- **Aim of the exercise**:
Your copy should match the records exactly, except that no pictures appear in it.

- **Referring expression pointing data**:
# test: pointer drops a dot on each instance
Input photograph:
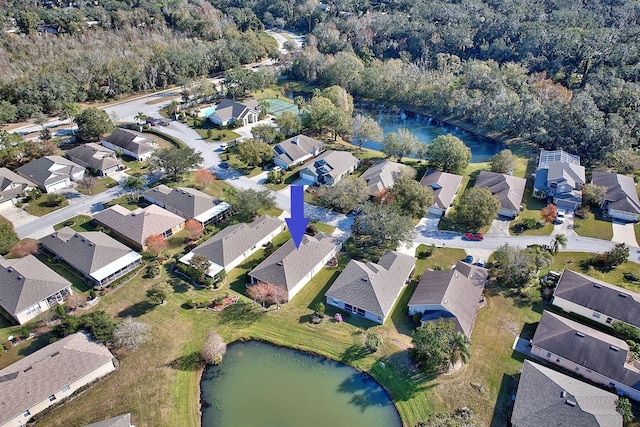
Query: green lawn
(593, 226)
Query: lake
(261, 385)
(425, 129)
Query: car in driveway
(474, 236)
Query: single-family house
(52, 173)
(621, 197)
(292, 268)
(13, 187)
(236, 243)
(28, 287)
(382, 175)
(509, 190)
(330, 167)
(559, 179)
(134, 227)
(130, 143)
(296, 150)
(49, 376)
(453, 295)
(587, 352)
(100, 160)
(371, 289)
(189, 203)
(97, 256)
(445, 187)
(596, 300)
(548, 398)
(230, 112)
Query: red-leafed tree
(156, 244)
(193, 229)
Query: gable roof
(94, 155)
(139, 224)
(546, 397)
(26, 281)
(233, 241)
(31, 380)
(444, 186)
(373, 287)
(288, 265)
(457, 290)
(292, 150)
(621, 191)
(87, 252)
(509, 189)
(184, 201)
(382, 174)
(49, 170)
(599, 296)
(132, 141)
(595, 350)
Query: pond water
(425, 129)
(261, 385)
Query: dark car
(474, 236)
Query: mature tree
(592, 195)
(549, 213)
(503, 162)
(176, 161)
(476, 209)
(382, 226)
(346, 194)
(93, 123)
(248, 203)
(254, 152)
(159, 292)
(289, 124)
(131, 334)
(400, 144)
(156, 244)
(449, 154)
(193, 229)
(8, 237)
(364, 129)
(213, 349)
(412, 198)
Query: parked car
(474, 236)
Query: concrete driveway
(623, 232)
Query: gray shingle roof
(31, 380)
(444, 186)
(621, 191)
(236, 239)
(292, 150)
(599, 296)
(93, 155)
(458, 290)
(509, 189)
(288, 265)
(540, 401)
(87, 252)
(49, 170)
(26, 281)
(129, 140)
(373, 287)
(382, 174)
(184, 201)
(585, 346)
(140, 224)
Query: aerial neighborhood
(388, 231)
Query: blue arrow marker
(297, 223)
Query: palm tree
(558, 240)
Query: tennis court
(279, 106)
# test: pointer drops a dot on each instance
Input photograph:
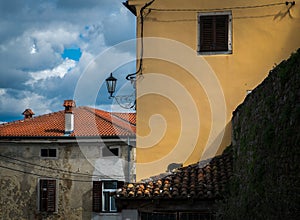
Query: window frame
(99, 199)
(229, 27)
(49, 157)
(39, 194)
(108, 148)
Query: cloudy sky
(52, 50)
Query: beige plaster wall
(261, 38)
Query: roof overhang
(67, 139)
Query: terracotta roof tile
(88, 122)
(208, 182)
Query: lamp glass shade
(111, 84)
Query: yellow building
(200, 58)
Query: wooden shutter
(213, 33)
(221, 33)
(120, 184)
(47, 195)
(97, 196)
(206, 33)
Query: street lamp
(125, 101)
(111, 85)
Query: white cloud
(59, 71)
(34, 35)
(25, 99)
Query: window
(215, 33)
(111, 151)
(103, 200)
(49, 153)
(176, 216)
(47, 195)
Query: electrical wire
(43, 176)
(220, 9)
(132, 76)
(77, 174)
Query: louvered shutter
(221, 30)
(206, 33)
(47, 195)
(97, 196)
(213, 33)
(120, 184)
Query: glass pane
(52, 152)
(44, 152)
(113, 204)
(110, 185)
(105, 205)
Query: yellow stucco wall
(180, 111)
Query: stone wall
(266, 145)
(21, 168)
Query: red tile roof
(208, 182)
(87, 122)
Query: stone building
(199, 60)
(66, 164)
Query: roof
(193, 181)
(87, 122)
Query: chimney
(28, 113)
(69, 116)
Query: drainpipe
(128, 157)
(69, 116)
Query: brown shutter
(221, 24)
(47, 195)
(97, 196)
(120, 184)
(206, 33)
(213, 33)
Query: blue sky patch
(72, 53)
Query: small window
(47, 195)
(215, 33)
(103, 200)
(111, 151)
(49, 153)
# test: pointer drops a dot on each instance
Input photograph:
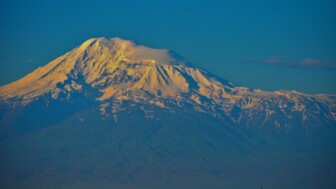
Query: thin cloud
(304, 63)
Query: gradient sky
(278, 44)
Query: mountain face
(146, 112)
(111, 72)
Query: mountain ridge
(111, 113)
(120, 70)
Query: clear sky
(266, 44)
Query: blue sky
(278, 44)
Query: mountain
(118, 113)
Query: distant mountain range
(117, 113)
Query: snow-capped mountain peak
(112, 71)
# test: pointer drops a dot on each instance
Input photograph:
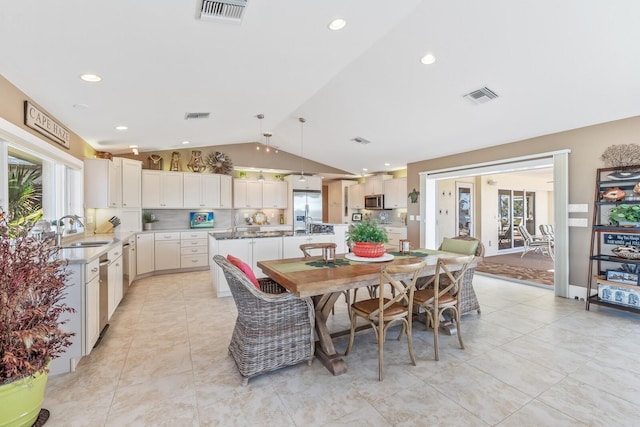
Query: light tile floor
(530, 360)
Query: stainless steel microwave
(374, 201)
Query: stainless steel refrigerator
(307, 208)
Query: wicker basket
(368, 249)
(625, 253)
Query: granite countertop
(83, 255)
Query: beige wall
(586, 144)
(12, 110)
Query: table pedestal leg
(325, 350)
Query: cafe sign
(41, 122)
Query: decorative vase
(21, 400)
(368, 249)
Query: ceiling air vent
(481, 96)
(361, 140)
(188, 116)
(225, 10)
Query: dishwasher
(104, 297)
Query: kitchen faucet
(73, 219)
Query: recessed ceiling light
(92, 78)
(428, 59)
(337, 24)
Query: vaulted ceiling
(555, 65)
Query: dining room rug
(532, 268)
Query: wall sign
(40, 122)
(622, 239)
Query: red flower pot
(368, 249)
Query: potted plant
(147, 219)
(32, 287)
(367, 239)
(625, 215)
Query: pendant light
(302, 121)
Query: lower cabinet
(167, 251)
(145, 253)
(250, 251)
(92, 305)
(114, 274)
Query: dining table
(324, 282)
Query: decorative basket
(368, 249)
(626, 252)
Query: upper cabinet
(356, 196)
(162, 189)
(247, 194)
(131, 183)
(375, 184)
(395, 193)
(201, 190)
(112, 183)
(274, 194)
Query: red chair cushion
(244, 267)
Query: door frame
(556, 159)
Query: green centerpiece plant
(32, 290)
(367, 239)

- **Response to the exercise**:
# test: pointer drops a dot on each instance
Input photograph:
Query: green lawn
(593, 226)
Query: lake
(261, 385)
(425, 129)
Query: car in driveway
(474, 236)
Query: single-family house
(52, 173)
(621, 197)
(292, 268)
(13, 187)
(236, 243)
(28, 287)
(382, 175)
(509, 190)
(330, 167)
(559, 179)
(134, 227)
(130, 143)
(296, 150)
(49, 376)
(453, 295)
(587, 352)
(100, 160)
(371, 289)
(189, 203)
(97, 256)
(445, 187)
(596, 300)
(548, 398)
(230, 112)
Query: red-leafed tree
(156, 244)
(193, 229)
Query: gable roof
(94, 155)
(139, 224)
(546, 397)
(26, 281)
(233, 241)
(31, 380)
(444, 186)
(373, 287)
(288, 265)
(457, 290)
(292, 150)
(621, 191)
(87, 252)
(509, 189)
(184, 201)
(382, 174)
(49, 170)
(599, 296)
(132, 141)
(595, 350)
Query: pond water
(425, 129)
(261, 385)
Query: dark car
(474, 236)
Query: mature tree
(592, 195)
(549, 213)
(503, 162)
(176, 161)
(476, 209)
(382, 226)
(346, 194)
(93, 123)
(248, 203)
(254, 152)
(159, 292)
(289, 124)
(131, 334)
(400, 144)
(156, 244)
(449, 154)
(193, 229)
(8, 237)
(364, 129)
(213, 349)
(412, 198)
Query: parked car
(474, 236)
Query: concrete driveway
(623, 232)
Query: gray shingle roof
(31, 380)
(444, 186)
(621, 191)
(236, 239)
(292, 150)
(599, 296)
(93, 155)
(458, 290)
(509, 189)
(288, 265)
(540, 401)
(87, 252)
(49, 170)
(26, 281)
(129, 140)
(373, 287)
(382, 174)
(184, 201)
(585, 346)
(140, 224)
Query: aerial neighborhood
(388, 231)
Query: blue arrow marker
(297, 223)
Query: palm tree
(558, 240)
Query: tennis court
(279, 106)
# test: pointer drops a dot on each instance
Input photograph:
Query: window frame
(99, 199)
(229, 27)
(49, 157)
(39, 194)
(108, 148)
Query: cloudy sky
(52, 50)
Query: beige plaster wall
(261, 38)
Query: roof overhang
(67, 139)
Query: terracotta roof tile
(88, 122)
(208, 182)
Query: lamp glass shade
(111, 84)
Query: yellow building
(200, 58)
Query: wooden shutter
(213, 33)
(221, 33)
(120, 184)
(47, 195)
(97, 196)
(206, 33)
Query: street lamp
(125, 101)
(111, 85)
Query: white cloud
(59, 71)
(34, 35)
(25, 99)
Query: window
(215, 33)
(111, 151)
(103, 200)
(49, 153)
(176, 216)
(47, 195)
Query: electrical wire
(43, 176)
(220, 9)
(132, 76)
(77, 174)
Query: louvered shutter
(221, 30)
(206, 33)
(47, 195)
(97, 196)
(213, 33)
(120, 184)
Query: glass pane
(52, 152)
(44, 152)
(113, 204)
(110, 185)
(105, 205)
Query: yellow stucco wall
(180, 111)
Query: stone wall
(266, 145)
(21, 168)
Query: red tile roof
(208, 182)
(87, 122)
Query: stone building
(199, 60)
(66, 164)
Query: roof
(193, 181)
(87, 122)
Query: chimney
(28, 113)
(69, 116)
Query: drainpipe
(128, 157)
(69, 116)
Query: brown shutter
(221, 24)
(47, 195)
(97, 196)
(120, 184)
(206, 33)
(213, 33)
Query: blue sky patch
(72, 53)
Query: small window
(47, 195)
(215, 33)
(103, 200)
(111, 151)
(49, 153)
# test: pointer drops a dot on each instance
Input photograph:
Query: thin cloud
(304, 63)
Query: gradient sky
(278, 44)
Query: mountain face
(146, 112)
(111, 72)
Query: mountain ridge
(111, 113)
(120, 70)
Query: clear sky
(266, 44)
Query: blue sky
(278, 44)
Query: mountain
(118, 113)
Query: distant mountain range
(117, 113)
Query: snow-capped mountain peak
(112, 71)
# test: pointer drops a dot on each instance
Input photograph:
Query: light tile floor
(530, 360)
Query: stainless steel microwave
(374, 201)
Query: stainless steel refrigerator
(307, 208)
Query: wicker basket
(368, 249)
(625, 253)
Query: granite countertop
(83, 255)
Query: beige wall
(586, 144)
(12, 110)
Query: table pedestal leg
(325, 350)
Query: cafe sign
(41, 122)
Query: decorative vase
(21, 400)
(368, 249)
Query: ceiling air vent
(481, 96)
(361, 140)
(188, 116)
(225, 10)
Query: dishwasher
(104, 297)
Query: kitchen faucet
(73, 219)
Query: recessed ceiling light
(92, 78)
(428, 59)
(337, 24)
Query: vaulted ceiling
(555, 65)
Query: dining room rug
(532, 268)
Query: wall sign
(40, 122)
(622, 239)
Query: red flower pot
(368, 249)
Query: potted plant
(147, 219)
(32, 287)
(367, 239)
(625, 215)
Query: pendant light
(302, 121)
Query: lower cabinet
(167, 251)
(145, 253)
(250, 251)
(92, 305)
(114, 274)
Query: dining table
(324, 282)
Query: decorative basket
(368, 249)
(626, 252)
Query: upper cabinet
(356, 196)
(162, 189)
(247, 194)
(131, 183)
(375, 184)
(395, 193)
(201, 190)
(112, 183)
(274, 194)
Query: red chair cushion
(244, 267)
Query: door frame
(556, 159)
Query: green centerpiece plant
(32, 290)
(367, 239)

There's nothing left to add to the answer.